Your objective
Reproduce each line of the material precisely.

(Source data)
────
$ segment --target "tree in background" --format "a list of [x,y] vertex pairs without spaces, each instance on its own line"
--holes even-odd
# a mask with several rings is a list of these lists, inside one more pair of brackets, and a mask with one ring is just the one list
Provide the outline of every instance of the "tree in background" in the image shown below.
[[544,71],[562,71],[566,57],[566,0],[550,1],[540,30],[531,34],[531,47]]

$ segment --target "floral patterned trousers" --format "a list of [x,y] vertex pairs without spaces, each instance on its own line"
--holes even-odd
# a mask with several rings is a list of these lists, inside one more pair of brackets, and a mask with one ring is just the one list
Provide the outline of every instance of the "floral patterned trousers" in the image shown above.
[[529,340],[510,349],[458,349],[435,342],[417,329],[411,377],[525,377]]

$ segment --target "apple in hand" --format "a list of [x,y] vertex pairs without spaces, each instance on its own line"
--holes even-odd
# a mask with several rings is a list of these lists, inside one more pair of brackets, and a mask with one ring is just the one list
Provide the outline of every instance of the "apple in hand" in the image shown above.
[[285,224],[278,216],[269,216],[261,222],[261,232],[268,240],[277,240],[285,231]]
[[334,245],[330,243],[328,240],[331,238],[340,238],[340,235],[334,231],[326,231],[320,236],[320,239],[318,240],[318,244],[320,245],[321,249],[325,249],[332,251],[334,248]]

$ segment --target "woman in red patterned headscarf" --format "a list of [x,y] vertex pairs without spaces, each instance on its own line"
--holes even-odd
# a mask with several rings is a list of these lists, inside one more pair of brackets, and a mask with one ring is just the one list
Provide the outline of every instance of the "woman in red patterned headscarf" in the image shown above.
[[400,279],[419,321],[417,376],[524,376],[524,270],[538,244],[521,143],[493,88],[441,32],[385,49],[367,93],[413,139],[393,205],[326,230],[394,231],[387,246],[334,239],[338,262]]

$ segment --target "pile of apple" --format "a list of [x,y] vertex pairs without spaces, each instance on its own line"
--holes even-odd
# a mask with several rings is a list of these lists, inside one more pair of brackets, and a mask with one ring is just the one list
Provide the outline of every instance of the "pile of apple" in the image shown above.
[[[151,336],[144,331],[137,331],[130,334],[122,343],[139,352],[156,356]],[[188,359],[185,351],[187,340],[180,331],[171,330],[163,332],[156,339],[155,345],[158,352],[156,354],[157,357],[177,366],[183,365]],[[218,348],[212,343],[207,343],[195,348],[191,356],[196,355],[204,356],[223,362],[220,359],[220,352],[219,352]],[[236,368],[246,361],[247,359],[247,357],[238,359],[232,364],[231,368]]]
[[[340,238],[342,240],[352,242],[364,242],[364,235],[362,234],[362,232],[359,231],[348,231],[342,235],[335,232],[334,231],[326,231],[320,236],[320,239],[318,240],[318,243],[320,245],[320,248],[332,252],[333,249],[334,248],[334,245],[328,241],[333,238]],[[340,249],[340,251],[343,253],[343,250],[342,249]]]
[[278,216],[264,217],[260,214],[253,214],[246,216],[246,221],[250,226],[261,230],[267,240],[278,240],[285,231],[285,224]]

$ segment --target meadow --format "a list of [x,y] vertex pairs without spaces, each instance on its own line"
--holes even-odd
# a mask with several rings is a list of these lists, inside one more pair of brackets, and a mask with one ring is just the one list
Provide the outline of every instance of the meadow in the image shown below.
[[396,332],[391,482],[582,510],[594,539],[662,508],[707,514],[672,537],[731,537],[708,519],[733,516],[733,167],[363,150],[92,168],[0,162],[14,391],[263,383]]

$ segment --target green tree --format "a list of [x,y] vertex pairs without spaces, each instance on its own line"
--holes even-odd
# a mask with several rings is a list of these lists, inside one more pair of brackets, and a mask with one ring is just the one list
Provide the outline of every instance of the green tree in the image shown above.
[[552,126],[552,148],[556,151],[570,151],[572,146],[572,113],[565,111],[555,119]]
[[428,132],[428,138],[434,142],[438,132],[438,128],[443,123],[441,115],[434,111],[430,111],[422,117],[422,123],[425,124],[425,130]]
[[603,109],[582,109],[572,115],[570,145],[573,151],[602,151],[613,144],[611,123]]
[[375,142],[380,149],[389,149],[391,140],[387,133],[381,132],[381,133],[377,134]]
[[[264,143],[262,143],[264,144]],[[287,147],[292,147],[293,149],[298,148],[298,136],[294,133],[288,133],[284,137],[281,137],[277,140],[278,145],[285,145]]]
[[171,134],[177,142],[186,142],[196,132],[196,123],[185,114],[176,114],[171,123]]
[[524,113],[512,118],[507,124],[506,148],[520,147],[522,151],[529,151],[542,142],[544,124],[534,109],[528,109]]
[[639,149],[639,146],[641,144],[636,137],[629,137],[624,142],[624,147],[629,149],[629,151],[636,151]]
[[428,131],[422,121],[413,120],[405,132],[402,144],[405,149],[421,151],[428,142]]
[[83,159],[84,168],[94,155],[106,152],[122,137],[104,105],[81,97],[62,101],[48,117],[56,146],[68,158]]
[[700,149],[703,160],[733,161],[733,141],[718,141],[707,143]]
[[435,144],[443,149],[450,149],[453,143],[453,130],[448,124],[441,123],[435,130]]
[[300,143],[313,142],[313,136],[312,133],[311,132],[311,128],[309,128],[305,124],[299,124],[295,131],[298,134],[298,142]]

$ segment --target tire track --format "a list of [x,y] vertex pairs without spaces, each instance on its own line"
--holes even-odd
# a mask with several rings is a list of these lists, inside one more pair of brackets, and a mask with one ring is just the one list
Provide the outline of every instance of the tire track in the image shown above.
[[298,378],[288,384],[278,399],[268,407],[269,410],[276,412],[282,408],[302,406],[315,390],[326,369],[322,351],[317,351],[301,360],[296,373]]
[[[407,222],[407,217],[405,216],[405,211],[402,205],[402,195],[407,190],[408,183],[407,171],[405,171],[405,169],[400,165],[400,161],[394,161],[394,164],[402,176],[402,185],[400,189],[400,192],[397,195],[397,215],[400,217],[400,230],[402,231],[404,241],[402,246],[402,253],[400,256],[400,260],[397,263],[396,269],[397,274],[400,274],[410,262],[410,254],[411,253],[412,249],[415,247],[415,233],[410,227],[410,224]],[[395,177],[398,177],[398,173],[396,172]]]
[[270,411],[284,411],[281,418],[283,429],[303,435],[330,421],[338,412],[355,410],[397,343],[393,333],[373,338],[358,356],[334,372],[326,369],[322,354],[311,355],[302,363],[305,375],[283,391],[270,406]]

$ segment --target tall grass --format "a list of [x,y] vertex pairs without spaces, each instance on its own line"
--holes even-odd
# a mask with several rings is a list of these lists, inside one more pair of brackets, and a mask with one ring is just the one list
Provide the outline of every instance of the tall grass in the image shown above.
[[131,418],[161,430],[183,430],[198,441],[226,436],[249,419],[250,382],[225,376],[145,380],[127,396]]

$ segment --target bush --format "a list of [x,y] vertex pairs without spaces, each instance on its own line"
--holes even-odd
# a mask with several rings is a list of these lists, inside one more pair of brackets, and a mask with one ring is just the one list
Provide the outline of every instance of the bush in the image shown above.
────
Result of the task
$ segment --target "tree in background" --format "a list of [x,y] vertex pairs without spaces, each instance on its own line"
--holes even-odd
# a mask with several rings is a list of these lists, inside one more pair of brackets, and a mask with one ring is just the one list
Provide the outline of every instance of the "tree in background" in the image shown below.
[[544,71],[562,71],[566,57],[566,0],[550,1],[540,30],[531,34],[531,47]]

$ segment --target "floral patterned trousers" --format "a list of [x,y] vertex pairs without spaces, each instance on its own line"
--holes even-odd
# a mask with several rings is a list of these lists, inside one more pair of brackets, and a mask with one ring is just the one list
Provide the outline of every instance of the "floral patterned trousers" in the image shown above.
[[529,340],[510,349],[458,349],[435,342],[417,329],[411,377],[525,377]]

$ segment --target "apple in hand" --format "a list of [x,y] vertex pairs without spaces, each instance on its own line"
--holes even-odd
# a mask with several rings is a list of these lists, inside one more pair of brackets, and a mask with one ring is just the one list
Provide the outline of every instance of the "apple in hand" in the image shown above.
[[285,224],[278,216],[269,216],[261,222],[261,232],[268,240],[277,240],[285,231]]
[[334,245],[330,243],[328,240],[331,238],[340,238],[340,235],[334,231],[326,231],[320,236],[320,239],[318,240],[318,244],[320,245],[321,249],[325,249],[332,251],[334,248]]

$ segment --target "woman in red patterned headscarf" --format "a list of [x,y] vertex pairs without spaces, each instance on its own line"
--holes even-odd
# a mask with several rings is a list of these lists, inside one more pair of brackets, and a mask with one ring is just the one list
Provide the outline of every instance of the "woman in red patterned headscarf" in the image shown above.
[[400,279],[419,321],[417,376],[524,376],[524,270],[538,244],[521,143],[493,88],[441,32],[385,49],[367,93],[413,139],[393,205],[326,230],[394,231],[387,246],[334,239],[338,262]]

$ segment --target "pile of apple" --format "a list of [x,y] vertex pairs without spaces, each instance on its own line"
--holes even-odd
# a mask with several rings is a list of these lists, inside one more pair of brackets, and a mask with one ring is just the one list
Provide the outline of every instance of the "pile of apple" in the image shown above.
[[[151,336],[144,331],[137,331],[130,334],[122,343],[139,352],[156,356]],[[188,359],[185,351],[187,340],[180,331],[171,330],[163,332],[156,339],[155,345],[158,352],[156,354],[157,357],[177,366],[183,365]],[[218,348],[212,343],[207,343],[195,348],[191,356],[196,355],[204,356],[223,362],[220,359],[220,352],[219,352]],[[236,368],[246,361],[247,359],[247,357],[238,359],[232,364],[231,368]]]
[[[340,238],[342,240],[352,242],[364,242],[364,235],[362,234],[362,232],[359,231],[348,231],[342,235],[335,232],[334,231],[326,231],[320,236],[320,239],[318,240],[318,243],[320,245],[320,248],[332,252],[333,249],[334,248],[334,245],[328,241],[333,238]],[[340,249],[340,251],[343,253],[343,250],[342,249]]]
[[278,216],[264,217],[260,214],[253,214],[246,216],[246,221],[250,226],[261,230],[267,240],[278,240],[285,231],[285,224]]

$ segment --target meadow --format "a list of [x,y] vertex pairs without spaces, each instance on its own line"
--holes even-odd
# a mask with several rings is a list of these lists, inside one more pair of brackets, and a mask with one ring is just the one list
Provide the outline of every instance of the meadow in the image shown below.
[[396,332],[391,482],[582,510],[594,539],[662,508],[707,514],[672,537],[731,537],[708,519],[733,516],[733,167],[363,150],[92,168],[0,162],[14,391],[263,383]]

$ segment --target green tree --format "a list of [x,y] vertex pairs without spaces, each instance on its own line"
--holes even-odd
# a mask with several rings is a list of these lists, inside one more pair of brackets, and a mask with one ring is just the one list
Provide the outline of every instance of the green tree in the image shown above.
[[552,126],[552,148],[556,151],[570,151],[572,146],[572,113],[565,111],[555,119]]
[[428,132],[428,138],[434,142],[438,132],[438,128],[443,123],[441,115],[434,111],[430,111],[422,117],[422,123],[425,124],[425,130]]
[[603,109],[582,109],[572,115],[570,145],[573,151],[602,151],[613,144],[611,123]]
[[375,142],[380,149],[389,149],[391,140],[387,133],[381,132],[381,133],[377,134]]
[[[264,143],[262,143],[264,144]],[[287,147],[292,147],[293,149],[298,148],[298,136],[294,133],[288,133],[284,137],[281,137],[277,140],[278,145],[285,145]]]
[[171,134],[177,142],[186,142],[196,132],[196,123],[185,114],[176,114],[171,123]]
[[524,113],[512,118],[507,124],[506,148],[520,147],[522,151],[529,151],[542,142],[544,124],[534,109],[528,109]]
[[639,149],[639,146],[641,144],[636,137],[629,137],[624,142],[624,147],[629,149],[629,151],[636,151]]
[[428,131],[422,121],[413,120],[405,132],[402,144],[405,149],[421,151],[428,142]]
[[83,159],[84,168],[94,155],[106,152],[122,137],[104,105],[81,97],[62,101],[48,117],[56,146],[68,158]]
[[700,149],[703,160],[733,161],[733,141],[718,141],[707,143]]
[[435,144],[443,149],[450,149],[453,143],[453,130],[448,124],[441,123],[435,130]]
[[300,143],[313,142],[313,136],[312,133],[311,132],[311,128],[309,128],[305,124],[299,124],[295,131],[298,134],[298,142]]

$ segment --target tire track --format "a list of [x,y] vertex pairs without spaces, each instance on its own line"
--holes even-odd
# a mask with several rings is a list of these lists, inside one more pair of brackets, and a mask with one ring is just the one list
Provide the outline of every instance of the tire track in the image shown above.
[[298,378],[288,384],[278,399],[268,407],[269,410],[276,412],[282,408],[302,406],[315,390],[326,369],[322,351],[317,351],[301,360],[296,373]]
[[[407,222],[407,217],[405,216],[405,211],[402,205],[402,195],[407,190],[408,183],[407,171],[405,171],[405,169],[400,165],[400,161],[394,161],[394,164],[402,176],[402,185],[400,189],[400,192],[397,195],[397,215],[400,217],[400,230],[402,231],[404,241],[402,246],[402,253],[400,256],[400,260],[397,263],[396,269],[397,274],[400,274],[410,262],[410,254],[411,253],[412,249],[415,247],[415,233],[410,227],[410,224]],[[395,177],[398,177],[398,173],[396,172]]]
[[270,411],[284,411],[281,418],[283,429],[303,435],[330,421],[338,412],[355,410],[397,343],[393,333],[373,338],[358,356],[334,372],[326,369],[322,354],[311,355],[302,363],[305,375],[283,391],[270,406]]

$ segment --target tall grass --format "a list of [x,y] vertex pairs without spaces, each instance on its own line"
--holes even-odd
# a mask with several rings is a list of these lists, inside one more pair of brackets, and a mask with one ring is just the one list
Provide the outline of every instance of the tall grass in the image shown above.
[[131,418],[161,430],[183,430],[198,441],[226,436],[249,419],[250,382],[225,376],[145,380],[127,396]]

$ segment --target bush --format "a list of [x,y] vertex pairs without spaces, each instance on its own line"
--holes even-odd
# a mask with several rings is a list of these lists, inside one more pair of brackets, and a mask with one ring is just the one list
Provide the outline of every instance of the bush in the image shown above.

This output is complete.